Exercise:
Starting at the line below that contains "on the blue", print each line through the end of the records exactly as it appears.

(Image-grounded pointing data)
Content starts

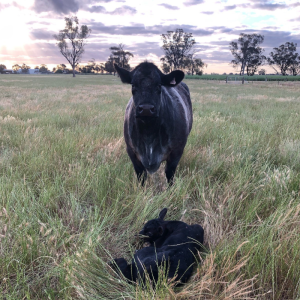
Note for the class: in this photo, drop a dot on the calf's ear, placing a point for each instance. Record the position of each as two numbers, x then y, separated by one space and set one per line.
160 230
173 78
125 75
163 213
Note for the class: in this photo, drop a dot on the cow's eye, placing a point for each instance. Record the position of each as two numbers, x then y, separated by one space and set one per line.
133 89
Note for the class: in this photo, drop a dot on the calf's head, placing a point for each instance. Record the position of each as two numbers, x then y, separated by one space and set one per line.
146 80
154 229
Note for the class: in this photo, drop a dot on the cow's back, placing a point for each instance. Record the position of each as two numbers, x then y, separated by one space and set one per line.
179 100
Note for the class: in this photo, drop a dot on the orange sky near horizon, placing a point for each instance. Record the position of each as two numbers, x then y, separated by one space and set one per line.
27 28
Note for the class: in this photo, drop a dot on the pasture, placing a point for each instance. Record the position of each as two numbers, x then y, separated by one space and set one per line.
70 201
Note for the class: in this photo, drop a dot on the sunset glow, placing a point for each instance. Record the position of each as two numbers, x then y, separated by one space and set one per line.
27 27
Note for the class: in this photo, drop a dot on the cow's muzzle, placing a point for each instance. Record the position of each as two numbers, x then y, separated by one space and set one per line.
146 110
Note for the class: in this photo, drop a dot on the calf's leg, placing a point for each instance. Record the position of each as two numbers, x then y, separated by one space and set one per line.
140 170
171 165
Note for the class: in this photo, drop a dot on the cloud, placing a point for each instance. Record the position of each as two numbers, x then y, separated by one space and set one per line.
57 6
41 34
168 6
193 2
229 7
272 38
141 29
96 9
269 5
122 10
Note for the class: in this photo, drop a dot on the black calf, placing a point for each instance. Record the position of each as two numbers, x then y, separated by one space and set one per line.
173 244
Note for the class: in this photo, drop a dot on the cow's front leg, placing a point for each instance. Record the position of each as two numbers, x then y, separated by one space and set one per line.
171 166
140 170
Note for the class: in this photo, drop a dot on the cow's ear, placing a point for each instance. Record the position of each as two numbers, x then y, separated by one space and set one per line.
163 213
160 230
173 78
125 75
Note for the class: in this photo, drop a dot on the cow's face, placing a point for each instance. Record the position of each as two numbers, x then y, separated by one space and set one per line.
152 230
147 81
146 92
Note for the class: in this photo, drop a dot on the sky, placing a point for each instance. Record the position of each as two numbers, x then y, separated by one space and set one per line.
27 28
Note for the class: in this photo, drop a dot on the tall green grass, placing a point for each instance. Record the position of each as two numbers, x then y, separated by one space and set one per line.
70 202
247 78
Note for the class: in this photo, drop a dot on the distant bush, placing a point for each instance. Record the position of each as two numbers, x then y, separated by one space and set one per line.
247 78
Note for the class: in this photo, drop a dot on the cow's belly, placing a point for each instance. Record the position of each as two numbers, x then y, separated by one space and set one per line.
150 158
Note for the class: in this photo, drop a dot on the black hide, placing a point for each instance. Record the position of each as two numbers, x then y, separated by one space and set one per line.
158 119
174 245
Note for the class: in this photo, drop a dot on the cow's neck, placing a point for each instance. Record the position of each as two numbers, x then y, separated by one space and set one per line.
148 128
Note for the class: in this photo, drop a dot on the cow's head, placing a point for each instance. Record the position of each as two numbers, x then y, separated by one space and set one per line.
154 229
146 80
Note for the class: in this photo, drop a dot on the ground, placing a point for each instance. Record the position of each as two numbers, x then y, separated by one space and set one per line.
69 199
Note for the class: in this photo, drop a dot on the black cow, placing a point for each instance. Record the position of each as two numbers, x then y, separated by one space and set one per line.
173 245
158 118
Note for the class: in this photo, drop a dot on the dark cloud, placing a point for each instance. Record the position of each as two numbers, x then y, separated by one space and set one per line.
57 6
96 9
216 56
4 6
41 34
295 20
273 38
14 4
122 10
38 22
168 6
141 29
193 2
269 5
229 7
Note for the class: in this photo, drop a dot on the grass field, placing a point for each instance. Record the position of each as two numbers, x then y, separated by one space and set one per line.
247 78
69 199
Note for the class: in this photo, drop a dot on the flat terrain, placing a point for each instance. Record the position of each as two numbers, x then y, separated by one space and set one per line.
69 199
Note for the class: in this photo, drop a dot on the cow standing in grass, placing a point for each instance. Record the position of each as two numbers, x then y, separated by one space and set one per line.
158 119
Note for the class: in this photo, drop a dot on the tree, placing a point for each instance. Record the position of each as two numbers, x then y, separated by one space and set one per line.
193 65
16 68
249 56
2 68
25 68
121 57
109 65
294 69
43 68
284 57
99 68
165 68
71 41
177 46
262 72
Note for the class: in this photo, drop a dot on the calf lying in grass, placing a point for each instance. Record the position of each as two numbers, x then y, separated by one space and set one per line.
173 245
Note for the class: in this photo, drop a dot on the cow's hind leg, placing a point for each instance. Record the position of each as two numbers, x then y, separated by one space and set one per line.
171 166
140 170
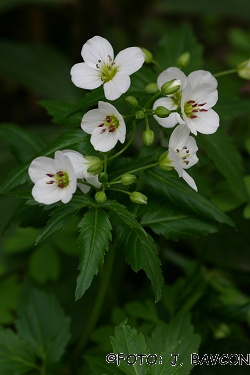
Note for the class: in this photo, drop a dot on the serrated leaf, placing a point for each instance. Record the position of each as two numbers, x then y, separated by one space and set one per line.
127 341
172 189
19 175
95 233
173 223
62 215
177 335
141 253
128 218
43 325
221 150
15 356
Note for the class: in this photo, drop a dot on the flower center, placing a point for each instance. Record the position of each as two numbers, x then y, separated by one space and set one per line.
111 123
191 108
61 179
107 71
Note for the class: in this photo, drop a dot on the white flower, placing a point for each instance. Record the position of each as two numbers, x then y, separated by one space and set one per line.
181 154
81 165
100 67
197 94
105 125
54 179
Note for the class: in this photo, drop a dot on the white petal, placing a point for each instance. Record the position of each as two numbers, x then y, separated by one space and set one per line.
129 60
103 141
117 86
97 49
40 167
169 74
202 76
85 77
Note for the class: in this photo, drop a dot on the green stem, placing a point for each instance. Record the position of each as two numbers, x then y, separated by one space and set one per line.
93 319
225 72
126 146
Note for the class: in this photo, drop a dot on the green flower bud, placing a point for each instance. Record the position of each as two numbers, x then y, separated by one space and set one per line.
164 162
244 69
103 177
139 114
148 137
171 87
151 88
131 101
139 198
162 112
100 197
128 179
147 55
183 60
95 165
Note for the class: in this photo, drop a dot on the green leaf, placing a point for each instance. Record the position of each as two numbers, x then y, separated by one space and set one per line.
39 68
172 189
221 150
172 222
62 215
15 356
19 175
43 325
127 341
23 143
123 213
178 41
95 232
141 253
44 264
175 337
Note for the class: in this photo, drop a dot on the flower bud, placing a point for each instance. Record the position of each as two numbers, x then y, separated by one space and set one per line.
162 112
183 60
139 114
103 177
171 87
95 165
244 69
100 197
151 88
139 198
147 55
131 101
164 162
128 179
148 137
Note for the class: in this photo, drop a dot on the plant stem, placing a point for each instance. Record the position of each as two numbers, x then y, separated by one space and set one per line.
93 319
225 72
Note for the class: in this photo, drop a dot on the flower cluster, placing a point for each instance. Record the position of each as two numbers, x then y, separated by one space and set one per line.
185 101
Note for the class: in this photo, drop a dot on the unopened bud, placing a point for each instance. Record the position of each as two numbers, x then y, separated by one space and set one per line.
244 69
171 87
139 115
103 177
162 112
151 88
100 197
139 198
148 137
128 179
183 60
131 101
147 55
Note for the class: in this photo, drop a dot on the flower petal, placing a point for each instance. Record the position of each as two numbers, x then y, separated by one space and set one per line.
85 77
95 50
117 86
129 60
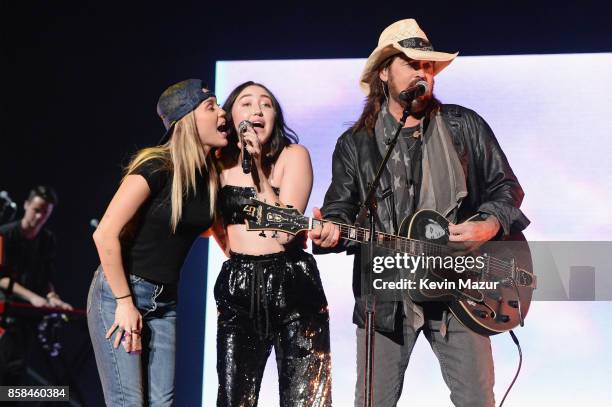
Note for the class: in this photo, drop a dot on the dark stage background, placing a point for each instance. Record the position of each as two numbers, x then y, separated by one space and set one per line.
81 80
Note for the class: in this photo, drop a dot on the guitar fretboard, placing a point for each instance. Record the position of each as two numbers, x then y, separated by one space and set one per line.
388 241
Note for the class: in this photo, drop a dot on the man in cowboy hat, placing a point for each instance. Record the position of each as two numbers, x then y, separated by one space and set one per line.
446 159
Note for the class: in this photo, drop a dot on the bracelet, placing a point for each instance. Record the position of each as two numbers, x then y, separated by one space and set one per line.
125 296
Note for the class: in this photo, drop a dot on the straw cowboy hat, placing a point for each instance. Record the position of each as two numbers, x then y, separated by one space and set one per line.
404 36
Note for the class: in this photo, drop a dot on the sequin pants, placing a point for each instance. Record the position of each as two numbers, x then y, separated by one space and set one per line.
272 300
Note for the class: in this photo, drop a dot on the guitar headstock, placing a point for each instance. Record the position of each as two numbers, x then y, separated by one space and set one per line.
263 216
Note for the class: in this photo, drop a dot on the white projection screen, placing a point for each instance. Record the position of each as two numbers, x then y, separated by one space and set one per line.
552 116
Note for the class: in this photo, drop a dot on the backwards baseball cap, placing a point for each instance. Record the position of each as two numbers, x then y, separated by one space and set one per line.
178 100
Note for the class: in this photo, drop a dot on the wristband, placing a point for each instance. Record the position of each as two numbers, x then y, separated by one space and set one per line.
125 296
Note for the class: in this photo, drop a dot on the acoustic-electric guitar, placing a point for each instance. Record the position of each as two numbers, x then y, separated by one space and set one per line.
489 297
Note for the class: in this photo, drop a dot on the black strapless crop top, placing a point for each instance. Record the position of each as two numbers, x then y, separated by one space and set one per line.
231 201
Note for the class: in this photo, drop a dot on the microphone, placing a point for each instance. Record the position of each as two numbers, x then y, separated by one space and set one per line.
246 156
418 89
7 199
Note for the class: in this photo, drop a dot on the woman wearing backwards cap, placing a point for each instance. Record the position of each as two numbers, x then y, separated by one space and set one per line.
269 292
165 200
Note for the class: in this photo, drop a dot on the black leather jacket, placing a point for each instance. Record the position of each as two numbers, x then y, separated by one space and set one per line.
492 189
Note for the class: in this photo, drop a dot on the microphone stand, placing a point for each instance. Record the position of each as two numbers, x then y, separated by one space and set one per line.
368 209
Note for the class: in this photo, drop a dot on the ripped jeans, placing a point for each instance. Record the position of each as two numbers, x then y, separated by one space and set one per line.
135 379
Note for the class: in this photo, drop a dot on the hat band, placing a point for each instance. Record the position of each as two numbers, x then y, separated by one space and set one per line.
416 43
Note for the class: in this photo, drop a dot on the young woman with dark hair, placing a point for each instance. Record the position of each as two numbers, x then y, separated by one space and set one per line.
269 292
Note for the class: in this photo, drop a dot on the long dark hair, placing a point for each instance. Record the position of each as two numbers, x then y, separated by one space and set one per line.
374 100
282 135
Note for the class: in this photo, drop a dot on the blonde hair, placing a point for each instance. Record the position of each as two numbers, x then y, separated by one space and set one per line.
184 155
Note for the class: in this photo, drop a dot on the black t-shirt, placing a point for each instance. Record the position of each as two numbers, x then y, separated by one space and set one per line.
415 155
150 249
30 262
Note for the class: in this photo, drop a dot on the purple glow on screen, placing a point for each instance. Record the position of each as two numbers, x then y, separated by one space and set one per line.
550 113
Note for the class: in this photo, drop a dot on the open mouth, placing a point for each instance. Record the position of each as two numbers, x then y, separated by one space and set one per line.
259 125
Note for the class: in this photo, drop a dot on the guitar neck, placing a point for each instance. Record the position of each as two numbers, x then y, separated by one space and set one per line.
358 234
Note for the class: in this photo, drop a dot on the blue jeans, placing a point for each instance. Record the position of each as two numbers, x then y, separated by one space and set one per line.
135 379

Content ends

Answer box:
Note for the class: in this photo, drop a dot on the blue jeans, placing a point for each instance. Record the position of each as two numbers, x then y, separated by one space and set one per line.
135 379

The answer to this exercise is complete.